_指示と条件:_ 「of the shoreline」を含む行から始めて最後の行までの範囲の行だけを、依頼文も含めてもう一度書きなさい。その際、解答の座標はx、yの各数値に89を加えてずらすこと。

ラベル付き対象の位置指定の行:
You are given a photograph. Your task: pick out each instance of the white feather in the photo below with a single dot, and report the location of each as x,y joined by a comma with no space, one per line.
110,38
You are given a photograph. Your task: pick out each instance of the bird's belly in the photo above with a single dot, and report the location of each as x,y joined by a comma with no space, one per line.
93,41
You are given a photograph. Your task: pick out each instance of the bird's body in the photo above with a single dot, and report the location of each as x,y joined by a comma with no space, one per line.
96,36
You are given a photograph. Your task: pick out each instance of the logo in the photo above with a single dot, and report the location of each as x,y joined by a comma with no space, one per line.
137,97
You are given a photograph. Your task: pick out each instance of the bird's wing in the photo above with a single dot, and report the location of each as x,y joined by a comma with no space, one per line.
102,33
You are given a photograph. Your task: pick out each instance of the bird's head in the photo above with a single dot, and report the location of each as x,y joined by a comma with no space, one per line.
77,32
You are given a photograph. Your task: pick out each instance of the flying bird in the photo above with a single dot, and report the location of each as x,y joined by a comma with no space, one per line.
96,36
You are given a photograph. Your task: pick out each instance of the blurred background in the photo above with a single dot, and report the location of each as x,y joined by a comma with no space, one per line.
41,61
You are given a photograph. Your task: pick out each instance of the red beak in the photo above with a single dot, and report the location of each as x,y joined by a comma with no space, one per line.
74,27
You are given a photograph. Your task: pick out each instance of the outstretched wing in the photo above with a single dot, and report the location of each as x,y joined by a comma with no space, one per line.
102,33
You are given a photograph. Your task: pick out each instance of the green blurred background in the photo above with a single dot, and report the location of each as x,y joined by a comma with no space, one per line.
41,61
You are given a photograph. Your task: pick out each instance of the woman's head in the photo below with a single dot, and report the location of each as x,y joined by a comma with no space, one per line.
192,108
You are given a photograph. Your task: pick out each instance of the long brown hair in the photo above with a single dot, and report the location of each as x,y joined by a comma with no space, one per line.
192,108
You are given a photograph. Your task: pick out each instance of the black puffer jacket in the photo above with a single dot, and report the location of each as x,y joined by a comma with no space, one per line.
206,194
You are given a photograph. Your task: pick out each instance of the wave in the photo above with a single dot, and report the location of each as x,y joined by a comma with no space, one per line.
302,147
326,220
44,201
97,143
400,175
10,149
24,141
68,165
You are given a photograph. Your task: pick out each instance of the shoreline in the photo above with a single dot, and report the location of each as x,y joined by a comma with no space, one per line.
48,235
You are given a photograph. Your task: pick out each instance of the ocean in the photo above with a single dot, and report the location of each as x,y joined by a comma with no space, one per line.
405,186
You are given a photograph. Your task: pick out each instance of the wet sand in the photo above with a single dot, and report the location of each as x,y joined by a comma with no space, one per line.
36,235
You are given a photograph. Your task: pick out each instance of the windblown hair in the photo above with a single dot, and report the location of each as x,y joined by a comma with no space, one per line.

_解答:_
You are given a photograph. Your task: pick out each instance of the shoreline in the photo above with a single dot, and report the location of each as x,y joined by a comma with no space, one per line.
137,324
You are given a photograph. Your task: pick out each instance of the ocean in the photo above with a single dot, and report the location of each as x,y joined by a comma with no space, one per line.
494,275
You are given a photograph. Your task: pick out each instance of the wet sand in the photo above with a single dot, and report the location of each as x,y joined by a comma with no space, one per line.
125,324
You are given a photograph. Your task: pick out each instance of the windblown hair in the photo above with a single dot, and report the location of each as x,y joined by a comma with no space, one per line.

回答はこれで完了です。